• Problem to solve
Copy the lines below verbatim, but only from the line containing "of the ripening" through the end of the data.

• Provided information

• • • • • • •

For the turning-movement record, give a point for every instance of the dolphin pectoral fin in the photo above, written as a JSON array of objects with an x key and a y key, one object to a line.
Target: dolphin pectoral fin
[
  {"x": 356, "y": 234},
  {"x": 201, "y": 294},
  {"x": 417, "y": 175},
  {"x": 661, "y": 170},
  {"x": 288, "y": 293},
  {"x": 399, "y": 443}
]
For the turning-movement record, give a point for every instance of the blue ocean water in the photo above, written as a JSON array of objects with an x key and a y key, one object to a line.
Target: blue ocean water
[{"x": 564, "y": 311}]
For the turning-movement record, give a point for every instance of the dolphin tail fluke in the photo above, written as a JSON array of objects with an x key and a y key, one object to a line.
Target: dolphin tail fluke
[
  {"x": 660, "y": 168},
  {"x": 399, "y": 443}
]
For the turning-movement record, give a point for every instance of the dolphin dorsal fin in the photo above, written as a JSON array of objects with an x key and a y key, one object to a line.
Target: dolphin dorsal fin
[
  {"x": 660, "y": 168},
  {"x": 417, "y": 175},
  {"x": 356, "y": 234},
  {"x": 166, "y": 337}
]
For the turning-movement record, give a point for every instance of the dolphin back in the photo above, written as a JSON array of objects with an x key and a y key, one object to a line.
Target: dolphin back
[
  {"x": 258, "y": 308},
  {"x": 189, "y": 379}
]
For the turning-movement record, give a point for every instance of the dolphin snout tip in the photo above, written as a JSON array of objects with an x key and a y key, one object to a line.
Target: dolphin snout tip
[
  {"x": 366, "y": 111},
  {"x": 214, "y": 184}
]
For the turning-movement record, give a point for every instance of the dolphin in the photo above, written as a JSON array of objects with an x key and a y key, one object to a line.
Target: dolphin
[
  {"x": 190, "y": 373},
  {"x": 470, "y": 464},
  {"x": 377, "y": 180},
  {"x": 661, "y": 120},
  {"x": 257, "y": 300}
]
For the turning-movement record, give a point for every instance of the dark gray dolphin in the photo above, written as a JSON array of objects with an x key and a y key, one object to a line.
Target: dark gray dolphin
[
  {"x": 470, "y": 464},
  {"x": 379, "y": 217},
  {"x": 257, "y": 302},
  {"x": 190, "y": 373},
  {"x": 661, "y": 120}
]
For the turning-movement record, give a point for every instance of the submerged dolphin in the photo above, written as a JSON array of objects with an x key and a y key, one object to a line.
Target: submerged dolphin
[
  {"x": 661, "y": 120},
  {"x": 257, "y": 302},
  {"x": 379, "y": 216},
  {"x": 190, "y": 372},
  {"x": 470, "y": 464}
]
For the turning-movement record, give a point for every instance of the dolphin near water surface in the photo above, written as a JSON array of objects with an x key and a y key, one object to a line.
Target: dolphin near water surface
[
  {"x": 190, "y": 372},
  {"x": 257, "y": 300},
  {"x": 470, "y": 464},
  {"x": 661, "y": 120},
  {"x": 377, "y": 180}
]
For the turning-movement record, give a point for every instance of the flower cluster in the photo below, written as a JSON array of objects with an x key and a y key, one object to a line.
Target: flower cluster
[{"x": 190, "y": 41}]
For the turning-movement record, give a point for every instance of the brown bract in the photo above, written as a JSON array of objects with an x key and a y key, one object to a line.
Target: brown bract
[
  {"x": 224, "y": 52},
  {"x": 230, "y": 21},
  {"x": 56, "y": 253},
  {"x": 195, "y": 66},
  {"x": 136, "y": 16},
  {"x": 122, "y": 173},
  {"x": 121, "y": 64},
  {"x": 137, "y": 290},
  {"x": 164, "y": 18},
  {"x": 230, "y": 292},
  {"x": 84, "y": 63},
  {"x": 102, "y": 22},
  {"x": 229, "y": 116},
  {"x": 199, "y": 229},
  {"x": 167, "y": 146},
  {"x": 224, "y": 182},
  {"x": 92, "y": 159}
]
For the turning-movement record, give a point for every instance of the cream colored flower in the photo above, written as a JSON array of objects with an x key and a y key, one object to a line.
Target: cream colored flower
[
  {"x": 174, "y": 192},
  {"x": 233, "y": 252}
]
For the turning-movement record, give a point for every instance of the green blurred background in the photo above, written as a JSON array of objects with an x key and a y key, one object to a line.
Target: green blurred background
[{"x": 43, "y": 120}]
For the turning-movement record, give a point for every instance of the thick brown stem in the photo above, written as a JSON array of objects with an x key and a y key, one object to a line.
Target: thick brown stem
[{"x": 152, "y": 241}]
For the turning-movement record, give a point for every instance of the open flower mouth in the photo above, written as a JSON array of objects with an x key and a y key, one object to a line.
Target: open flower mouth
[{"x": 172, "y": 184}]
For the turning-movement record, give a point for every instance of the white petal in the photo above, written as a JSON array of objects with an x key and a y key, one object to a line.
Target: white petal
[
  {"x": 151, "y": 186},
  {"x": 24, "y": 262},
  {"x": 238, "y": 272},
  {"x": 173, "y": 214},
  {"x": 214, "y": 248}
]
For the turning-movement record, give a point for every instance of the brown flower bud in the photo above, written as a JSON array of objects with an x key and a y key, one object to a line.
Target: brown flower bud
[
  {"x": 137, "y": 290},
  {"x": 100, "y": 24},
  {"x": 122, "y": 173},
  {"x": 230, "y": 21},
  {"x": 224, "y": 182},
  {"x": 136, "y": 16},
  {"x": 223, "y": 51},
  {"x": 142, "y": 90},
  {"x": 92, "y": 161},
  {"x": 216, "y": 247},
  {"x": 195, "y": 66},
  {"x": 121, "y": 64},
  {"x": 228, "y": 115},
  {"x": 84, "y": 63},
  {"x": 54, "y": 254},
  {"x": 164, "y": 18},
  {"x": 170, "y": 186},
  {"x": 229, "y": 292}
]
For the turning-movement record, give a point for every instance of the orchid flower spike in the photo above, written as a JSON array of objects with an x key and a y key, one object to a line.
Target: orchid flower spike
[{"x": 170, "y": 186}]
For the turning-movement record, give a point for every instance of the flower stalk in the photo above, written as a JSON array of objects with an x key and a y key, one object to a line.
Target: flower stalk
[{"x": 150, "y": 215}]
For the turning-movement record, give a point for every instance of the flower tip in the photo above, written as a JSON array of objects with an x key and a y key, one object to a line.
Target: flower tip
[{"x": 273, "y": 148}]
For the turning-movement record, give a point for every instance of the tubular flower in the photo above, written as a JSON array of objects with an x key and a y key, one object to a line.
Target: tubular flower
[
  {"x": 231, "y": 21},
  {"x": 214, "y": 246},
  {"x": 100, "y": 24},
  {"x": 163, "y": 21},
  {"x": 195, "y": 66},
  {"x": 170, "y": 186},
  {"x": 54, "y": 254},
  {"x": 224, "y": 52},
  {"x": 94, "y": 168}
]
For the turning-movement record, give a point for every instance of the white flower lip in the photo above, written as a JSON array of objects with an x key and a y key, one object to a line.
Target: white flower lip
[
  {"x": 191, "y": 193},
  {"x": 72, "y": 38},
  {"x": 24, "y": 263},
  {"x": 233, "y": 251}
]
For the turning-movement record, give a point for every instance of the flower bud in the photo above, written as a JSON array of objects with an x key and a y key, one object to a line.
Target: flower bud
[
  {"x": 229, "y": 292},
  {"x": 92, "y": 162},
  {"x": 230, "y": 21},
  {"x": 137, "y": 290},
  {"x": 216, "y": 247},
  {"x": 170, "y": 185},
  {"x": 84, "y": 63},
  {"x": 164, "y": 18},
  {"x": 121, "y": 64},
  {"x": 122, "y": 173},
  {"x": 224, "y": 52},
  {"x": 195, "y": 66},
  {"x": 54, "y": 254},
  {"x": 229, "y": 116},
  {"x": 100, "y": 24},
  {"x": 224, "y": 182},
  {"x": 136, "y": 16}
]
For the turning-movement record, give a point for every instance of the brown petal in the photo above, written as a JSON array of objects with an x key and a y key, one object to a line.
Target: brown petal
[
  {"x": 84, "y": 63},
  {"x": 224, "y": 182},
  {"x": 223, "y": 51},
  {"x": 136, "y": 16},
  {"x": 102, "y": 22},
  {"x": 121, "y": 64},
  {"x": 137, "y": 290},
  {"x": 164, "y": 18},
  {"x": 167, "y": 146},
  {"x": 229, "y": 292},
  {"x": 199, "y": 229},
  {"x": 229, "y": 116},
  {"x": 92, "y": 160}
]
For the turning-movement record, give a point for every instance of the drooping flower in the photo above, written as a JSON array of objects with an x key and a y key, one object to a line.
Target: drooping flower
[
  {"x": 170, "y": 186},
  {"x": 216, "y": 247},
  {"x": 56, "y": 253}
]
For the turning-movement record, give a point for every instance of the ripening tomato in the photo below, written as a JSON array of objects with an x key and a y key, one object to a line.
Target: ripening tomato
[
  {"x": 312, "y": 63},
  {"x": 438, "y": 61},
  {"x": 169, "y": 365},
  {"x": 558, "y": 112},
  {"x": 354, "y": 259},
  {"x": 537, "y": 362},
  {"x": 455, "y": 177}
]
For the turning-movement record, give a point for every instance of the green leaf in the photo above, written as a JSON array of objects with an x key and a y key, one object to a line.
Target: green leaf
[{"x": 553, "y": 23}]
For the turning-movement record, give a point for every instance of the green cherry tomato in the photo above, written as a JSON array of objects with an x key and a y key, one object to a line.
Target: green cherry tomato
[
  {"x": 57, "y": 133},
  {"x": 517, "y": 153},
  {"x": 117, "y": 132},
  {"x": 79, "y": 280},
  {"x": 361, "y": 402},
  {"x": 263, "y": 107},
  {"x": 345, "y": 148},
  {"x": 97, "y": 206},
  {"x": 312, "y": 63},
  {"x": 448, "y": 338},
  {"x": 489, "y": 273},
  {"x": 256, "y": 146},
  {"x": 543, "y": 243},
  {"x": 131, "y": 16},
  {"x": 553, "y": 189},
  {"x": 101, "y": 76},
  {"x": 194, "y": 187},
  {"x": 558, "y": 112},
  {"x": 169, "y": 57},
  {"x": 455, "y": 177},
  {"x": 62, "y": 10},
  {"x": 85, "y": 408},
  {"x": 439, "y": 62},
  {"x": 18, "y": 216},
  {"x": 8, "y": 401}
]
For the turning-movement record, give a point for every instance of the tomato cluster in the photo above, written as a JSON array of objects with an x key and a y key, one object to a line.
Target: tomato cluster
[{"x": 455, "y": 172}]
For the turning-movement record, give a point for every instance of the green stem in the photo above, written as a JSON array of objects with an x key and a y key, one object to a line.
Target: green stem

• • • • • • •

• Expected output
For the turning-movement record, give a point for every instance of the ripening tomato in the photo below, written as a JSON array of objects with an x key and a y key, one object to a line.
Target: ripening tomato
[
  {"x": 312, "y": 63},
  {"x": 438, "y": 61},
  {"x": 169, "y": 365},
  {"x": 558, "y": 112},
  {"x": 354, "y": 259},
  {"x": 537, "y": 362},
  {"x": 455, "y": 177}
]
For the turning-movement record, give a point for every instance of the green leaf in the photo above, written as a JSON array of objects with an x key and a y key, one object to a line.
Target: green leaf
[{"x": 553, "y": 23}]
For the turning-movement record, give a point for every instance of the green cherry tomato in the photo above, written as a JSON array of objects with an x key and a y key, one object to a line.
Target: green cherry tomato
[
  {"x": 57, "y": 133},
  {"x": 517, "y": 153},
  {"x": 117, "y": 132},
  {"x": 79, "y": 280},
  {"x": 361, "y": 402},
  {"x": 263, "y": 107},
  {"x": 345, "y": 148},
  {"x": 97, "y": 206},
  {"x": 312, "y": 63},
  {"x": 448, "y": 338},
  {"x": 489, "y": 273},
  {"x": 256, "y": 146},
  {"x": 543, "y": 243},
  {"x": 131, "y": 16},
  {"x": 553, "y": 189},
  {"x": 101, "y": 76},
  {"x": 194, "y": 187},
  {"x": 558, "y": 112},
  {"x": 169, "y": 57},
  {"x": 455, "y": 177},
  {"x": 62, "y": 10},
  {"x": 85, "y": 408},
  {"x": 439, "y": 62},
  {"x": 18, "y": 216},
  {"x": 8, "y": 401}
]
For the turning-movement record, give a point for every instance of the tomato cluster in the photo above, written as a JSON array of objects with an x key and a y key, one object to a line.
Target: tomato cluster
[{"x": 455, "y": 172}]
For the turning-movement record, give a point for every instance of the green stem in the photo above, written as a JSON array of objects with an x key and a y key, one object to a line.
Target: green stem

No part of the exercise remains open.